→ GECITEERDE PASSAGE:
____________________
Sinds een paar dagen woon ik samen. Zowel hij als ik hebben lang uitgekeken naar dit moment. Toch lijkt het nu al- niet zo geweldig smoothly te verlopen. Zelfs na een relatie van bijna zeven jaar, blijkt namelijk dat we toch niet àlles wisten over mekaar.
Zo heb ik, na veel gezeur, toch maar een plaatsje vrijgemaakt in de badkamerkast voor zijn toiletspullen. In plaats van een lade vol volgens kleur geordende nagellakjes is er nu een lade vol slecht onderhouden scheergerief. In plaats van een luxueuze roze doos vol gezichtscrèmes is er nu een kartonnen doos vol mannenprul waar ik niks mee kan. Ik word er een beetje triest van. Wat ik echter nog triester vind, is dat hij zich helemaal niet kan verplaatsen in mijn tristesse: Marie, waarom heb jij twaalf soorten shampoo?. Uit zijn gezucht leid ik af dat mijn vind ik- logische antwoord (omdat ik erg moeilijk haar heb, schat) hem niet lijkt te bevredigen.
____________________
→ AANGELEVERDE GEGEVENS:
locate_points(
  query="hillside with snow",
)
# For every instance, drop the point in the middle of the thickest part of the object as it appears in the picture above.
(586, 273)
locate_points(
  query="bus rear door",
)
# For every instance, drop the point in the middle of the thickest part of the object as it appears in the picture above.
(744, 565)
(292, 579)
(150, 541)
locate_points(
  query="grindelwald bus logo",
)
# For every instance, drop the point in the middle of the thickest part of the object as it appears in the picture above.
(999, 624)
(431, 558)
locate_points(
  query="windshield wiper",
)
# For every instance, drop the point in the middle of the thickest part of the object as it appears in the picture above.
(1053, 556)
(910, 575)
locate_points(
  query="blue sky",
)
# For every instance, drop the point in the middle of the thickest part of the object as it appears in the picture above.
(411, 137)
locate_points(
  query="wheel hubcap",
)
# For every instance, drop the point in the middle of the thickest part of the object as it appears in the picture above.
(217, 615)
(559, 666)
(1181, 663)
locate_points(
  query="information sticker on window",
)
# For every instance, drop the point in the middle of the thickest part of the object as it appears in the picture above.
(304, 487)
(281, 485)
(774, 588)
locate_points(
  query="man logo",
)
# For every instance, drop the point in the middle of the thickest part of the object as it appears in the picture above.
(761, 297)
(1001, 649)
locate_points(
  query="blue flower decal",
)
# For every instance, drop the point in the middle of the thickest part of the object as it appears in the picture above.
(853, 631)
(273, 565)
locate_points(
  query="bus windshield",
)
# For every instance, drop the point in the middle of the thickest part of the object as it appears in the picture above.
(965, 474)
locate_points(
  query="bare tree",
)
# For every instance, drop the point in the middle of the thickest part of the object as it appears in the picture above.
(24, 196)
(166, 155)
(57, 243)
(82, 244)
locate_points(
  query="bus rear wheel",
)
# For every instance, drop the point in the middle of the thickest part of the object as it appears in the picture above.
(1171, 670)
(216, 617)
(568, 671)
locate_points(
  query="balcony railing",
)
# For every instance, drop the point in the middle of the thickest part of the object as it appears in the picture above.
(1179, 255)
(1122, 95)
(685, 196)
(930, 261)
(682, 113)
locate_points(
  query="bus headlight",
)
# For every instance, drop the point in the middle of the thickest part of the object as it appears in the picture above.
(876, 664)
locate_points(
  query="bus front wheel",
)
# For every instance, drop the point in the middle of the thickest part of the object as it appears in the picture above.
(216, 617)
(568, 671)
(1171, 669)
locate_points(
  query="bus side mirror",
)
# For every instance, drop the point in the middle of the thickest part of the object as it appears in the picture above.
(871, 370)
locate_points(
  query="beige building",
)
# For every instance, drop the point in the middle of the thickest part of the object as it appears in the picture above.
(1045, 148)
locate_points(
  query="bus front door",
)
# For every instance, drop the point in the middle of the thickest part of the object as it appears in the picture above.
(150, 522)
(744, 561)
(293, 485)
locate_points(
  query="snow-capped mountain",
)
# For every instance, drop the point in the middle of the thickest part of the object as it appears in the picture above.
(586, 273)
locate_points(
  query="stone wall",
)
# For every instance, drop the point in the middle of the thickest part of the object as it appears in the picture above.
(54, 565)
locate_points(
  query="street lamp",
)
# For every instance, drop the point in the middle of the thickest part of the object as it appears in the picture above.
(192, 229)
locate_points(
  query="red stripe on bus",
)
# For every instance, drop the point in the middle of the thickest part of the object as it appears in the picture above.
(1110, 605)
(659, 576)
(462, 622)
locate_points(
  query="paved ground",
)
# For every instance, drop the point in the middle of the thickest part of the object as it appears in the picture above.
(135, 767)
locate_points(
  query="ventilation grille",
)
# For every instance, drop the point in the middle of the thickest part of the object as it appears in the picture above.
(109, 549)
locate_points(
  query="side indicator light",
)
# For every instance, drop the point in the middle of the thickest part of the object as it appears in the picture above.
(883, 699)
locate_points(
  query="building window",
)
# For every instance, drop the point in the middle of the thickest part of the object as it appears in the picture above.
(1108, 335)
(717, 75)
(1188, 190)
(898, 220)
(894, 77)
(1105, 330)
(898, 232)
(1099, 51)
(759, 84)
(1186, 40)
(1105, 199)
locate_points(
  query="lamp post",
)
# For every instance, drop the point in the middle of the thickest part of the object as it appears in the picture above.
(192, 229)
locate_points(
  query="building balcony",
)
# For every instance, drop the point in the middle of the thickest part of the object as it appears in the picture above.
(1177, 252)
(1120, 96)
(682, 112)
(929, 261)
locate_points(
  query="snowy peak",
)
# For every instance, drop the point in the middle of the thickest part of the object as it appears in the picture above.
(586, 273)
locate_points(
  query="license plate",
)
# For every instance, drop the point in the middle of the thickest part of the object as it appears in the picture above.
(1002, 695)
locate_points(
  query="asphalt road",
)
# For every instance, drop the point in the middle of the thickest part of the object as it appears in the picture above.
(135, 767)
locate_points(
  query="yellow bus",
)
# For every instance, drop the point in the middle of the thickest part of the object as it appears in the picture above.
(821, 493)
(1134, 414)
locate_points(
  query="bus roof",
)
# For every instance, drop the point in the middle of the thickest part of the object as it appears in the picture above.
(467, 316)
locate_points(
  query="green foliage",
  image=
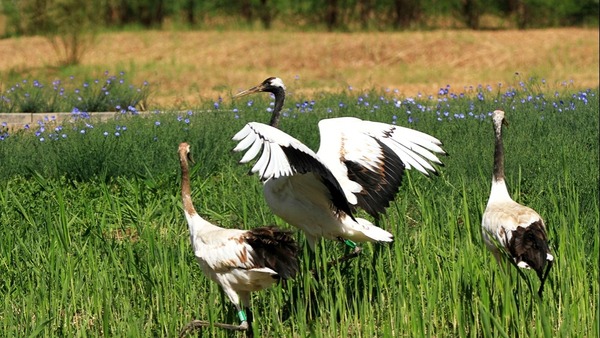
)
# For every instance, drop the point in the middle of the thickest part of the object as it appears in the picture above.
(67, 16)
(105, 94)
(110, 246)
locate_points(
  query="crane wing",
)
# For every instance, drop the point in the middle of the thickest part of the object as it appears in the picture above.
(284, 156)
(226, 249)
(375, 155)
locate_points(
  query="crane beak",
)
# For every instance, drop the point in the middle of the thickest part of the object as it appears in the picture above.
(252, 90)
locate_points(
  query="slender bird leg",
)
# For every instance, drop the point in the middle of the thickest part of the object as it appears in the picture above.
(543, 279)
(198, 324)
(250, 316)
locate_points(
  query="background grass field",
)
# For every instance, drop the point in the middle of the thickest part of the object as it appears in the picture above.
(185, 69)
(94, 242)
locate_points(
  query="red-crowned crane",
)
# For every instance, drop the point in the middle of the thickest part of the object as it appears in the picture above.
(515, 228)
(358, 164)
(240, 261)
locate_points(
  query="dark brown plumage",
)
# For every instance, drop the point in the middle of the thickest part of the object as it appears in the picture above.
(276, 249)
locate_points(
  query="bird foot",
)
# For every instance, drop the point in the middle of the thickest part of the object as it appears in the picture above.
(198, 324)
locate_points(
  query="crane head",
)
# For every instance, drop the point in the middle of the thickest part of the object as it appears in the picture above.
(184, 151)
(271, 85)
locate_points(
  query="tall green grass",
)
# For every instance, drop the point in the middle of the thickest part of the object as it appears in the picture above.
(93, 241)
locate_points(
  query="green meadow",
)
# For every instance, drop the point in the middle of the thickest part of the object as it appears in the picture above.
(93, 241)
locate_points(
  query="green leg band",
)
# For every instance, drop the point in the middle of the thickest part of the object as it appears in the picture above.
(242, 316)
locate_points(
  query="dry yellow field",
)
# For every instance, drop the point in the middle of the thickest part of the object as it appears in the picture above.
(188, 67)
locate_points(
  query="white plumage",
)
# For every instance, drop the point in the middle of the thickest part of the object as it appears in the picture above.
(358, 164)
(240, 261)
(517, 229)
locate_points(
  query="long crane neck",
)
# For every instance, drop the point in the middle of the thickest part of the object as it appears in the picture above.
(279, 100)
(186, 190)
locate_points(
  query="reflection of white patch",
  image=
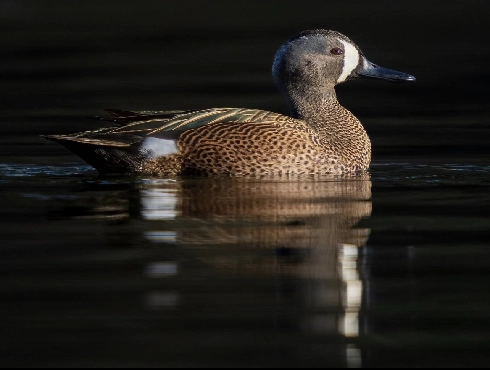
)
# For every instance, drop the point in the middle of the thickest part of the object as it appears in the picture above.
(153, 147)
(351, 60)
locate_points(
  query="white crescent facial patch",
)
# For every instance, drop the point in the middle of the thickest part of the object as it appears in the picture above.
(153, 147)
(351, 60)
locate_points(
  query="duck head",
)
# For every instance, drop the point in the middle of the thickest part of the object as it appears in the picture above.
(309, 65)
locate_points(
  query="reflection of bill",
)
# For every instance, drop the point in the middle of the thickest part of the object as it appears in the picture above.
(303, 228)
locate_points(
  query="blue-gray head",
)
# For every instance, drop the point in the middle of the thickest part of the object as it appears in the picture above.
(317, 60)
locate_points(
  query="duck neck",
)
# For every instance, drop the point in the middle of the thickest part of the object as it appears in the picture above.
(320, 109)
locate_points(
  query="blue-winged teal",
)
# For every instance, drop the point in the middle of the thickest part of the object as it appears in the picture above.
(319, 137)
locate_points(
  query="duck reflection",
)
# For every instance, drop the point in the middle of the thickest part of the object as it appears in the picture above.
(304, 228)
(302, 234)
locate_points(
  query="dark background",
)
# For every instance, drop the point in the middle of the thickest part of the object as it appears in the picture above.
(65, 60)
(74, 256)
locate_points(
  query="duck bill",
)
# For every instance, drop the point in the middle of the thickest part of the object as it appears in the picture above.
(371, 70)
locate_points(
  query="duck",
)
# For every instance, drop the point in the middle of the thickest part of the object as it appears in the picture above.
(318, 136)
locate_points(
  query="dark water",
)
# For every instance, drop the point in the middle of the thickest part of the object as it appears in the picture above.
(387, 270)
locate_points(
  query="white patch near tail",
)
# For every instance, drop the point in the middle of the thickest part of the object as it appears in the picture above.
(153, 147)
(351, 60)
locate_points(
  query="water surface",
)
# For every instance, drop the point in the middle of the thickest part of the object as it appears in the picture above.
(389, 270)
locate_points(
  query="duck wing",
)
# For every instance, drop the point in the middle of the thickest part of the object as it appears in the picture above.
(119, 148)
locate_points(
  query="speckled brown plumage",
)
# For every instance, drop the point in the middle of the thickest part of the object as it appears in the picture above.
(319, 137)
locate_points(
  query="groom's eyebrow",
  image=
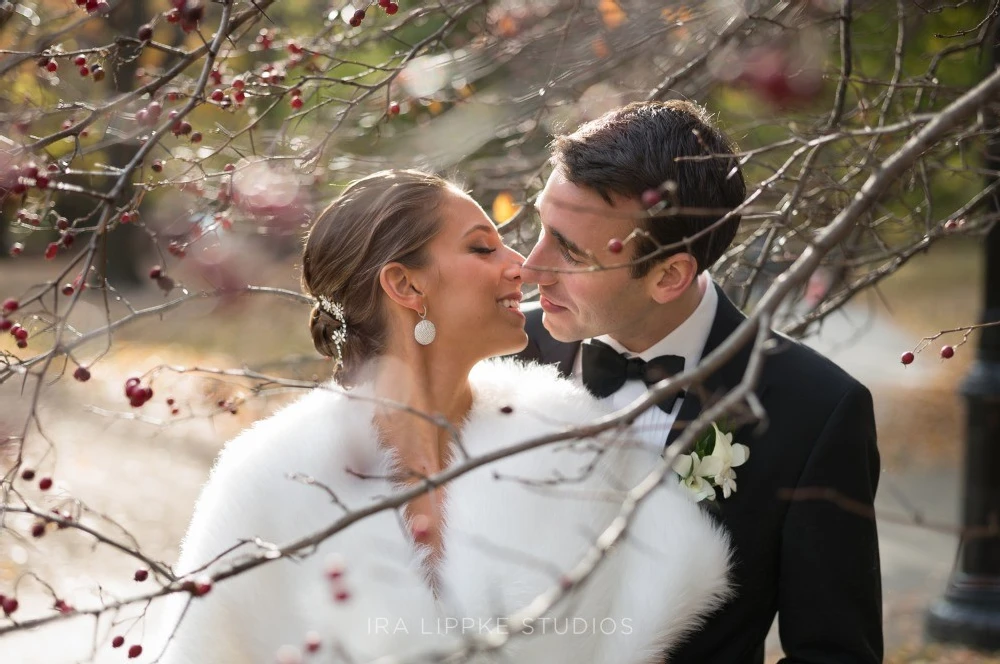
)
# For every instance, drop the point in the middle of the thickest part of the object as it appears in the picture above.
____________________
→ OPDRACHT: Zet de tekst over het samenwonen voort, te beginnen na de laatste zin.

→ ANTWOORD:
Ongeveer hetzelfde scenario met mijn collectie schoenen: Marie, mogen mijn schoenen ook in het schoenrek?. Iedereen die mij een beetje kent, weet dat mijn schoenrek heilig is. En dat mijn schoenrek nu al regelmatig bezwijkt onder het gewicht van mijn prachtige verzameling. Mijn reactie? Nee! Mijn schoenrek is van míj en staat propvol. Nee. In geen geval. Zijn reactie? Dan doe je er toch gewoon een paar weg, schat. Ik kan alleen maar denken: Have we met?.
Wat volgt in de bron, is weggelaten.